* _Document section_:
----------------------------------------

Hello friends,
it’s Tuesday already! Time is flying, maybe because you’re having too much fun hanging around my website. ?
You know the title of this article came to me while I was washing dishes. I was just thinking of you… you know… about the dishwashing liquid, smell and bubbles… haha hhahha! Ya! Right! Okay, so there I was washing dishes and this thought came. I thought about the moving houses, moving jobs, the leaving people behind and so many times I really didn’t want to leave people behind but for some reason the thoughts were headstrong or maybe I wasn’t supposed to be there building my life at that moment at that place and space in time, but I really think it’s got mostly to do with the mind, heart and bigger calling.
Let’s take a look at it a bit more intensely, now I’m not saying that some friend circles don’t stay together for years but when I look at girl bands, boy bands, normal friends, even Destiny’s child’s destination ended … at least they still remain strong survivors… I mean all kinds of moments where people were best friends in school but are no longer besties ten years (more or less sometimes way too short or long) later. It’s because the direction/winds of change are slowly drifting you to where your higher intelligence already knows to go.
When you see celebrity friend splits or even with normal people it’s tied to, “I can’t believe after so many years…bla, bla, bla,” or the feeling of being betrayed, and we tie all these things around what we’ve done, invested, time, sentimental feelings etc and then feel resentment, bitterness when it actually had to break apart for something better to come together. I mean maybe you were in a bad crowd and something just needed to happen that if it didn’t you could just have ended up in something totally messy. Some might call this pattern interrupters. Apart from that your brief time together and eternity together has something to do with your growth and connection on a soul level.
Now the reason how it happens and why?
The reason why we pay so much attention to how it happens is because of the investment we’ve made and attached to the relationship, but if we think about it from school days and how emotionally invested we get we’re actually coming from a certain place in our childhood. The pain, betrayal and the reason why we don’t trust, feel insecure, build walls, shields comes from childhood to what we have processed and been through even when we’re teenagers. The reason why is the investment of loving so hard at times.
The reason why, apart from a change in the sails, winds and direction is so that when relationships that return on a stronger soul level, i.e. the meeting of each other for various soul causes in the right timing, it’s because it can be there to stay, if we recognise this, if we recognise enough now, it’s time to notch up things to a very real and meaningful life/level otherwise, until the lesson hasn’t been learnt you just go round and round in circles before those significant meetings can take place.

----------------------------------------

* _Job A_:
Repeat the passage of the post on friends drifting apart from "The reason why we pay" up to and including "hard at times.", substituting "early years" for "childhood".
* _Job B_:
How would the post on friends drifting apart go on after its final sentence? Write that continuation.

* _Excerpted data_:
----------------------------------------

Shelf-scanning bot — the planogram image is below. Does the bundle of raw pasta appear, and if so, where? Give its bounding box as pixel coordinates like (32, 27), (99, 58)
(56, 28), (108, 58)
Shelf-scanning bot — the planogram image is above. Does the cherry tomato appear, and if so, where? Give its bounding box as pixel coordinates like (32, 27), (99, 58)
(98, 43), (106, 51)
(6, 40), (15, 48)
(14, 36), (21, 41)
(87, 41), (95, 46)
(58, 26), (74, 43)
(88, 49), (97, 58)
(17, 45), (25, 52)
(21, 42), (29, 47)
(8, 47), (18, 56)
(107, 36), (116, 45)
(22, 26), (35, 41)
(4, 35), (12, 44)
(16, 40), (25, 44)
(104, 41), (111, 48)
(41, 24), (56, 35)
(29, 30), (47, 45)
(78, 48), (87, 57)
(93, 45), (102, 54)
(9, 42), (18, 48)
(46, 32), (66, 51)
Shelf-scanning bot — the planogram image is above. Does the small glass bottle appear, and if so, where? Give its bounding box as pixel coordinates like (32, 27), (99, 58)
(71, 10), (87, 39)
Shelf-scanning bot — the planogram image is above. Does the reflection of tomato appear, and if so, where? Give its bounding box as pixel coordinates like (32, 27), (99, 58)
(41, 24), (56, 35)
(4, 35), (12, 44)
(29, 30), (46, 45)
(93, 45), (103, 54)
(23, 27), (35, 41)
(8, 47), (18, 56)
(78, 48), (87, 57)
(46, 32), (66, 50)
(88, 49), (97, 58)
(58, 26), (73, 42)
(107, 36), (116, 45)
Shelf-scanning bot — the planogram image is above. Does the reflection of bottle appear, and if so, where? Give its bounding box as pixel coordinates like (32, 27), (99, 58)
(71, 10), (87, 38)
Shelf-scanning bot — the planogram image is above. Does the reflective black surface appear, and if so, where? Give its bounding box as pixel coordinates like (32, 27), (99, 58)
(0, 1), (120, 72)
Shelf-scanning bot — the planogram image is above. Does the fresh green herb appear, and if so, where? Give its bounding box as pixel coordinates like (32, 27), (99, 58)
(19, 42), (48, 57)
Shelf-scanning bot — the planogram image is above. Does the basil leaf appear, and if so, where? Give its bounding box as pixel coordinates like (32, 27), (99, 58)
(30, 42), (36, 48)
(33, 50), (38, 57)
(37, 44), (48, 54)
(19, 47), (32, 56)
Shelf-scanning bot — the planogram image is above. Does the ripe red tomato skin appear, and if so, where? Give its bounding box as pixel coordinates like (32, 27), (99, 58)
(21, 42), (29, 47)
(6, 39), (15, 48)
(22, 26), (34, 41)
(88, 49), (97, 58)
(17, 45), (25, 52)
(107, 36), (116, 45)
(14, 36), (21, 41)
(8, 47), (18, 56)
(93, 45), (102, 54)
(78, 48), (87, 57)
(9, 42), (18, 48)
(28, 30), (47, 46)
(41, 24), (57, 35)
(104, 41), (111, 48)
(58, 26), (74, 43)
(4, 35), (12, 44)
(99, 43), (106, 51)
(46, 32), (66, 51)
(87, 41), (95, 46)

----------------------------------------

* _Exercise result A_:
The reason why we pay so much attention to how it happens is because of the investment we’ve made and attached to the relationship, but if we think about it from school days and how emotionally invested we get we’re actually coming from a certain place in our early years. The pain, betrayal and the reason why we don’t trust, feel insecure, build walls, shields comes from early years to what we have processed and been through even when we’re teenagers. The reason why is the investment of loving so hard at times.

* _Exercise result B_:
We all do this in the real world and it’s harder for people who are seen and recognised in public because they’re having a human experience practically in front of millions and billions of people. Criticism, forced opinions and ideas, you really become forced to take a lot because of the vulnerability and unseen wounds that are bleeding out in public, and people know it and some people have really hacked this, really swept their side of the street by recovering and healing at home.
Let me tell you, this is not just a celeb thing, it happens to you and I especially when you have been living in a small town all your life, especially if you are expected to remain with the traits that people put on you but deep down inside you know you’ve changed and want to live the life of the person who is wanting to come out deep down inside of you. The pressure is truly strong because people will say “Whose this person?” When really they should be saying, “Alright, that old person is now outdated, I trust that he/she is making the right decisions and therefore I trust that he/she is not coming from some sort of trauma,” and I myself will put my hand up at that. I returned after being away for so many years to my culture and family and would you believe it, I had a culture shock and when you read The South African: Roamer you’ll see that I had a culture shock of the western world, so returning home there are some really really deeply rooted things (comes with culture) that I found I buried rather than being a carefree soul which I guess who I was when the moment I realised I was free from the limiting beliefs and that I was literally on my own overseas, so I had to be responsible and own my life but there was always that tiny bit of fear. A lot of South Africans live in fear in general.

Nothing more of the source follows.